Return every line of the records below that contains the word "wooden". Case counts, so only matching capitalization qualifies.

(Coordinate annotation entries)
▬▬▬▬▬▬
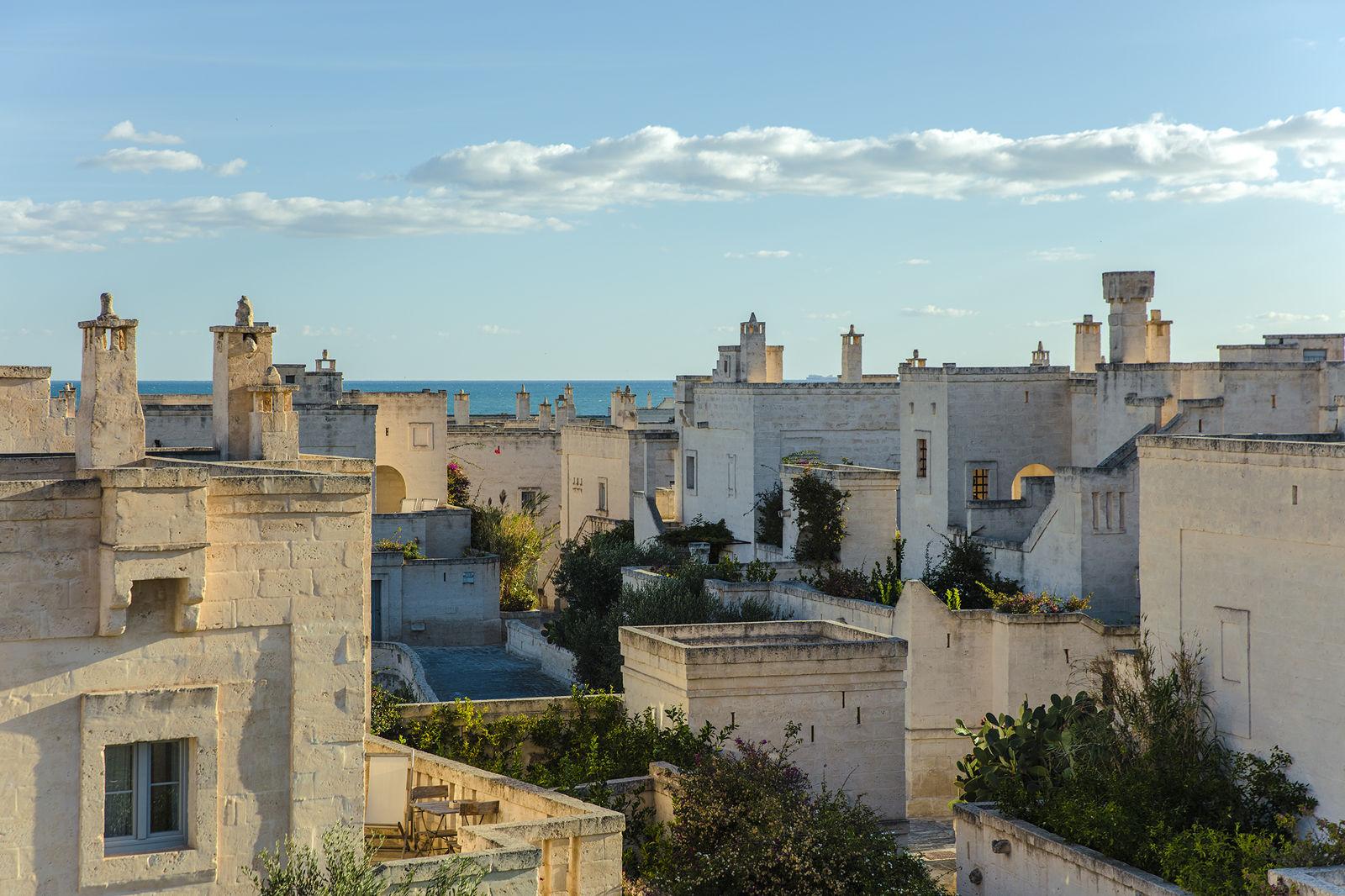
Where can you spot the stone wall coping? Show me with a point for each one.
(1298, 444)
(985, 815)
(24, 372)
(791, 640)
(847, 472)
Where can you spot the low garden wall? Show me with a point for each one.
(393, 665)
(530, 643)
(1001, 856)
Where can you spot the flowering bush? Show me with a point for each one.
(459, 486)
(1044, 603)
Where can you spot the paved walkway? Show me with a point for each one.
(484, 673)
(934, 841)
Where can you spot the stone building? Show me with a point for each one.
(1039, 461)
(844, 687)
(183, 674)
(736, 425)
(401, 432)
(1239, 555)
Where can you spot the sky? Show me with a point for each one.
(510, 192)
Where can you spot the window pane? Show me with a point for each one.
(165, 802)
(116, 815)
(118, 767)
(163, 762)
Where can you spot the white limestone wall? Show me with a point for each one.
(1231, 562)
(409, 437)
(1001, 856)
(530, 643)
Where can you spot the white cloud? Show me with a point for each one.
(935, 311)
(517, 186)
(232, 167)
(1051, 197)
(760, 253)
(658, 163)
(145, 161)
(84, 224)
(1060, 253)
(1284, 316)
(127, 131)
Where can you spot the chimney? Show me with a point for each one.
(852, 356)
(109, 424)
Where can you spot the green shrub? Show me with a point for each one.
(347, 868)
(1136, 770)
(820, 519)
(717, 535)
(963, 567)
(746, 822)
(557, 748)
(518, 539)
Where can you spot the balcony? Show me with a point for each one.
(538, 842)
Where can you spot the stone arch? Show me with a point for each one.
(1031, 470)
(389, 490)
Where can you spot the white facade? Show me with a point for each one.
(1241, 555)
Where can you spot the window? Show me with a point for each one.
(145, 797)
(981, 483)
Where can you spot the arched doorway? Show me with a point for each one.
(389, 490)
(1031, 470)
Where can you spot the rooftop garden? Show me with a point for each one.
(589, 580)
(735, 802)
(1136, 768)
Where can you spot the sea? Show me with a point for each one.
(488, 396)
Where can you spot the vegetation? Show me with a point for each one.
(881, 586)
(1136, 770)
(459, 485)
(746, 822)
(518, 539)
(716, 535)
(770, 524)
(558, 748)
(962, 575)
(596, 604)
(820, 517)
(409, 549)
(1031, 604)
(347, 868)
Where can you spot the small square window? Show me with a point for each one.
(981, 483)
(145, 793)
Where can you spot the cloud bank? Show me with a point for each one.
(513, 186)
▬▬▬▬▬▬
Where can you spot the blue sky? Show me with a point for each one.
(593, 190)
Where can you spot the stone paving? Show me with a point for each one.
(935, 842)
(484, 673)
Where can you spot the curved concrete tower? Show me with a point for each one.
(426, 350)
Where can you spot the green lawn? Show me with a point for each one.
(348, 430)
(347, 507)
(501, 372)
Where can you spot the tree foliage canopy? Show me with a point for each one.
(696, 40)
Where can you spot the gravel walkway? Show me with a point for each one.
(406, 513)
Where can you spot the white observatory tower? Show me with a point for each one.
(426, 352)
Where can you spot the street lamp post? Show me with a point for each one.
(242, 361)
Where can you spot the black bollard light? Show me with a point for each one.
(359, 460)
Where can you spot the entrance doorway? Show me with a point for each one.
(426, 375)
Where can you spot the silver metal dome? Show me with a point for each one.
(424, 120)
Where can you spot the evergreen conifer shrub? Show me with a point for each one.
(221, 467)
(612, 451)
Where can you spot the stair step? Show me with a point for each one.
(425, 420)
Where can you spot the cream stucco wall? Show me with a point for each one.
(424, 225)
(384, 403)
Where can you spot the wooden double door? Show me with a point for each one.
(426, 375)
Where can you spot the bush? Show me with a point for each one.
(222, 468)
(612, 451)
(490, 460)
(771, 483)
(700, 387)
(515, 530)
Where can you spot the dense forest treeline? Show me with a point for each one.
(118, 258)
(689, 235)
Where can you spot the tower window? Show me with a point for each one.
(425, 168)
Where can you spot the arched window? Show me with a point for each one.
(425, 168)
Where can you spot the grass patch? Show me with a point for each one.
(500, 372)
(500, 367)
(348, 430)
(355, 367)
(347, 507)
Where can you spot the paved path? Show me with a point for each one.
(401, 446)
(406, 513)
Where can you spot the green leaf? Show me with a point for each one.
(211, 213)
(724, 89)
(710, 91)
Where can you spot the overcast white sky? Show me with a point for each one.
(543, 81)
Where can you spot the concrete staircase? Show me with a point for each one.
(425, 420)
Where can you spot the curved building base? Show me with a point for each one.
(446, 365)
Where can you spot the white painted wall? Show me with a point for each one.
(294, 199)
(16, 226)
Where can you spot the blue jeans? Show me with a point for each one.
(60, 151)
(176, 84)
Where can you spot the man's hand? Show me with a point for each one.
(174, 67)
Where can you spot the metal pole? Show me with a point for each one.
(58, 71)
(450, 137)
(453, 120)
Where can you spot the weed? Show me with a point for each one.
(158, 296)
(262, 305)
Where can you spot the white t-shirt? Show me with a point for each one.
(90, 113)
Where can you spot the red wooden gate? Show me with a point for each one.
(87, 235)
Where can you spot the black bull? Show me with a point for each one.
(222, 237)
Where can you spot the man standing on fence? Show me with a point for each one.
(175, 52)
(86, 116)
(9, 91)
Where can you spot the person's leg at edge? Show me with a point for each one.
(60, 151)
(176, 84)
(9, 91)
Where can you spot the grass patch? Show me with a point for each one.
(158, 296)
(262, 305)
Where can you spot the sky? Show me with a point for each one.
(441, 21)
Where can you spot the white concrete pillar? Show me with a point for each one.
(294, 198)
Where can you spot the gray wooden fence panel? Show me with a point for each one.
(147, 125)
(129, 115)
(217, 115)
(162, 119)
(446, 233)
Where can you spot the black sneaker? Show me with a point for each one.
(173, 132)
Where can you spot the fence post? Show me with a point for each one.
▬▬▬▬▬▬
* **Solution to this problem**
Where can you spot the wooden double door? Show me with a point for each one.
Where can you spot the red wooden gate? Show me with a point for each one.
Where can you spot the gray wooden fence panel? Show me with a point for each one.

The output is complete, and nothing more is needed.